■ OBIETTIVI ■
1. Nel brano su Frankenstein, chi riferisce al pubblico il messaggio del produttore nei primi minuti del film?
2. Riprendi il brano su Frankenstein e proseguilo a partire dall'ultima frase riportata.

____ BRANO DA LEGGERE

Logica del chiaroscuro – Frankenstein alle radici dell’horror
“Buonasera. Il signor Carl Laemmle ritiene che non sia opportuno presentare questo film senza due parole di avvertimento: stiamo per raccontarvi la storia di Frankenstein, un eminente scienziato che cercò di creare un uomo a sua immagine e somiglianza, senza temere il giudizio divino. È una delle storie più strane che siano mai state narrate, tratta dei due grandi misteri della creazione: la vita e la morte”.
Questo è quanto viene pronunciato nei primi minuti dell’originale Frankenstein di James Whale, da parte di un attore secondario del film che, in smoking, riferisce al pubblico un messaggio del produttore. “Penso che vi emozionerà”, continuava a dire il messaggero, “forse vi colpirà, potrebbe anche inorridirvi! Se pensate che non sia il caso di sottoporre a una simile tensione i vostri nervi, allora sarà meglio che voi… be’, vi abbiamo avvertito!”. Se tuttora quest’incipit appare sorprendente e un po’ straniante, promessa e garanzia allo spettatore di un orrore che poi effettivamente si incontrerà, l’audience che per la prima volta lo ascoltò nel lontano 1931 dovette essere non poco allarmata.

È difficile dire quanto questa premessa sia dettata dalla volontà di avvertire il pubblico rispetto alle scene “dell’orrore” che di lì a qualche minuto avrebbe iniziato a vedere – profanazione di cimiteri, il ritorno alla vita di un uomo costruito con pezzi di cadaveri diversi, omicidi vari e sempre crudeli – e quanto invece fosse il primo tassello di una studiata costruzione della tensione: fatto sta che il Frankenstein ha spaventato come pochi film nella storia del cinema e, a differenza di altri titoli del canone horror di quel periodo, sa spaventare tuttora.

________
____ VOCI MOSTRATE

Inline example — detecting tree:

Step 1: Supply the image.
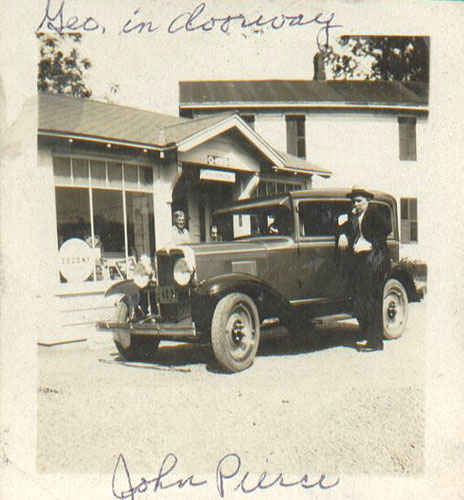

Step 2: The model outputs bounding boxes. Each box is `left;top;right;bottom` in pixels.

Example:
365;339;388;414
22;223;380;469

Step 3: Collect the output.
325;36;429;83
37;33;92;97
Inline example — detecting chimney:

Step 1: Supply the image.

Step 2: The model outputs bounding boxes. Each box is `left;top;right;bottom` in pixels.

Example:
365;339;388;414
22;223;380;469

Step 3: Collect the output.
313;52;325;82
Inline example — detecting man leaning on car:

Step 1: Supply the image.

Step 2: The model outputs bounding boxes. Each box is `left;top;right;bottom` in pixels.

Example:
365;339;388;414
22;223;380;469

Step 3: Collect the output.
337;186;392;352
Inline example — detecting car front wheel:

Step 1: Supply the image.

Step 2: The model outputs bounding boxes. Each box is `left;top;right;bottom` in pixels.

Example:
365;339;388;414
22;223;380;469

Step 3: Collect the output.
113;302;159;361
383;279;409;339
211;293;260;373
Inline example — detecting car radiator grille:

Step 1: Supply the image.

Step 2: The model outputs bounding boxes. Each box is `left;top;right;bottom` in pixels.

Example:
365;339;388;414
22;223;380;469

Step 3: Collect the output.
232;260;258;276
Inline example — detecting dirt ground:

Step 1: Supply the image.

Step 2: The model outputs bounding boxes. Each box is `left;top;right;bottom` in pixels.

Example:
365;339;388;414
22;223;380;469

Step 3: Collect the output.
37;303;425;475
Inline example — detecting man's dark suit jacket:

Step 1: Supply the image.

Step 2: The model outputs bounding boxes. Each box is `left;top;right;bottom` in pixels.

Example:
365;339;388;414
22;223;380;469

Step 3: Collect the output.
335;205;392;279
337;205;392;254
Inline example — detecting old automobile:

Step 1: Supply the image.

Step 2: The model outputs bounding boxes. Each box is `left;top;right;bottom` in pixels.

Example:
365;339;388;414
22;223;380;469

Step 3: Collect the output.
99;189;420;372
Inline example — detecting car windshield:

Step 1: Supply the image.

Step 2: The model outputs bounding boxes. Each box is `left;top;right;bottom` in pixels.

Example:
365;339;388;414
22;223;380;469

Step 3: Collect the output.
215;206;293;241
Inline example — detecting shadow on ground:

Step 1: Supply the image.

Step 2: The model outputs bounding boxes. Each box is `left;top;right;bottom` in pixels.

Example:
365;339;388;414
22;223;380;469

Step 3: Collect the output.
105;322;361;373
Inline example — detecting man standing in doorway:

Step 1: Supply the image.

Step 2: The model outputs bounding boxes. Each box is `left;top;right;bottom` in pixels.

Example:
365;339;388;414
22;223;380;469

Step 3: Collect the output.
171;210;192;245
337;187;392;352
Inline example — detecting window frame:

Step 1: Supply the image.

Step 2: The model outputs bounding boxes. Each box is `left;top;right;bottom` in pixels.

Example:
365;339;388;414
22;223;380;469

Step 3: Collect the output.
398;116;417;161
400;196;419;245
285;114;307;159
52;151;156;286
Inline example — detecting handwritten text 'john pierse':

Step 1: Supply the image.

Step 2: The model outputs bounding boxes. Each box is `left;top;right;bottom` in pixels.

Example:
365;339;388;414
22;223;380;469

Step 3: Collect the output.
111;453;339;500
37;0;342;48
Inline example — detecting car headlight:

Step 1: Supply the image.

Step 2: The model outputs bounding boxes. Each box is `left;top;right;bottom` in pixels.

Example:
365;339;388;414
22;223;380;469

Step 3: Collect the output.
174;259;194;286
133;255;153;288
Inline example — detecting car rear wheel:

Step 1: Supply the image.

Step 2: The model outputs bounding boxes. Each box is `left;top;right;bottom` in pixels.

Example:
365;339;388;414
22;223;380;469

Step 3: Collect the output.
113;302;160;361
211;293;260;373
383;279;409;339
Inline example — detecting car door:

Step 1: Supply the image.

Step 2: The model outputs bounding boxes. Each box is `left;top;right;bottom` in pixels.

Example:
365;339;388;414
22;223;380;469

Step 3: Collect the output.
294;199;351;304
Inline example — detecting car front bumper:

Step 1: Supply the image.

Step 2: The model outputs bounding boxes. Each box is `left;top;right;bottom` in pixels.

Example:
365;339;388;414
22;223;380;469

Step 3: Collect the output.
97;318;198;346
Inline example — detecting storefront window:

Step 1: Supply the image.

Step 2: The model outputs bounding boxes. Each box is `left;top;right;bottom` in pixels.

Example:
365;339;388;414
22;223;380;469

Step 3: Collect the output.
54;157;155;282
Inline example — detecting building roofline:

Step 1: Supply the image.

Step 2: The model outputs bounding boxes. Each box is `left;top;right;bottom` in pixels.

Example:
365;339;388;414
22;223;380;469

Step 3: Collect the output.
179;101;428;114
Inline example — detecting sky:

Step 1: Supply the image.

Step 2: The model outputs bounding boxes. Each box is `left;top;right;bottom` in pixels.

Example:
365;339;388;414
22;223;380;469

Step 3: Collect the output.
38;0;438;114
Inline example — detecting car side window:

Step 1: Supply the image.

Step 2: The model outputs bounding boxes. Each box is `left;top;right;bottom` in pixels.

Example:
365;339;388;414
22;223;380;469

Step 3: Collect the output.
298;200;351;236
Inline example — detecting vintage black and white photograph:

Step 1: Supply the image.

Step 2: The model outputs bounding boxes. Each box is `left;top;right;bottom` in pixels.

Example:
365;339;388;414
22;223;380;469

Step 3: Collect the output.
1;0;462;500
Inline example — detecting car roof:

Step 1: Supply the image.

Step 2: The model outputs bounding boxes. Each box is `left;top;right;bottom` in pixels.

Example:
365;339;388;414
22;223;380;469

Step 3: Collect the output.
288;188;395;203
215;188;395;215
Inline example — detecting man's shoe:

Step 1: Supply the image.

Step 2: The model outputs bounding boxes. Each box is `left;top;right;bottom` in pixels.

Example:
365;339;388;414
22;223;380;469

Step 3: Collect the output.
358;344;383;352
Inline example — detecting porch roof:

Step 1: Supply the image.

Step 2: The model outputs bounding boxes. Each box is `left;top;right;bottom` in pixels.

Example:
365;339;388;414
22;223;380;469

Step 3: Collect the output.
38;94;331;176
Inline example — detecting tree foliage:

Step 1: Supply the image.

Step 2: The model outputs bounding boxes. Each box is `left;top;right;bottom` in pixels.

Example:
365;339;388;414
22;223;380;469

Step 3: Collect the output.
325;36;429;83
37;33;92;97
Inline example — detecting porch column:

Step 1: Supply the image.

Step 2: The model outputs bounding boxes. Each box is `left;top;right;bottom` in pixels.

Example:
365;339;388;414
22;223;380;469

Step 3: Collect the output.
153;160;182;249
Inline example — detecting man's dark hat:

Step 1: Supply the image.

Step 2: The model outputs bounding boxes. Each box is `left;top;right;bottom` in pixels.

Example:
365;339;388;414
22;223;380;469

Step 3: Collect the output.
347;186;374;200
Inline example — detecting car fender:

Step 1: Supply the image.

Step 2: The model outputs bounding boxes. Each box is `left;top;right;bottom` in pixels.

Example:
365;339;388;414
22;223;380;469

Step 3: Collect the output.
192;273;292;322
388;262;422;302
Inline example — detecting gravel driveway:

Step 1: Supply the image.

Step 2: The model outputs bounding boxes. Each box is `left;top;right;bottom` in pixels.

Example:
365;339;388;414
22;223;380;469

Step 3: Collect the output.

________

■ RISPOSTE ALL'ESERCIZIO ■
1. Un attore secondario del film, in smoking.

2.
Tratto dall’omonimo ed epocale romanzo con cui la giovane scrittrice Mary Shelley aveva esordito nel 1818, Frankenstein racconta la storia di uno scienziato, Henry (Colin Clive), che nel suo castello tra le Alpi bavaresi è convinto di aver trovato un modo per rianimare un corpo umano morto. Quando, assistito dal gobbo Fritz (Dwight Frye), Henry riesce a portare a termine il suo esperimento, la creatura che ne (ri)nasce non tarda a rivelarsi un vero e proprio “mostro”, che uccide tutte le persone che gli stanno attorno fino a minacciare l’intero villaggio dove vivono i Frankenstein.

Con il Frankenstein di James Whale si va davvero alle radici dell’orrore. Non che fossero mancati dei proto-film horror, nei tre decenni e mezzo che separavano la pellicola con Boris Karloff dall’invenzione del cinema da parte dei Lumières: il cinema muto si era sprecato nel mettere in scena soggetti tratti da Poe o da Hoffmann, e lo stesso Frankenstein di Mary Shelley aveva subito una prima riduzione nel 1910, in un cortometraggio muto suggestivo e straniante nella sua brevità. Inoltre, la messa in produzione del Frankenstein da parte dell’Universal fu conseguenza diretta e dichiarata del successo di un altro horror, forse il primo grande horror parlato di matrice americana, il Dracula di Tod Browning interpretato da Bela Lugosi.
Il fatto è che con Frankenstein l’orrore trova una definitiva forma cinematografica – una sua specificità. Precedenti esperimenti, provenienti soprattutto dall’ambito dell’Espressionismo tedesco, erano ancora molto legati a un impianto teatrale. Giocando molto anche con il sonoro, che da pochissimi anni era arrivato al cinema, con il suo Frankenstein James Whale ha saputo creare un codice e un immaginario puramente cinematografici – rivolgendosi al tempo stesso alle radici di quella che è l’esperienza umana del terrore, quella da cui sgorgano tutte le religioni, forse la civiltà stessa.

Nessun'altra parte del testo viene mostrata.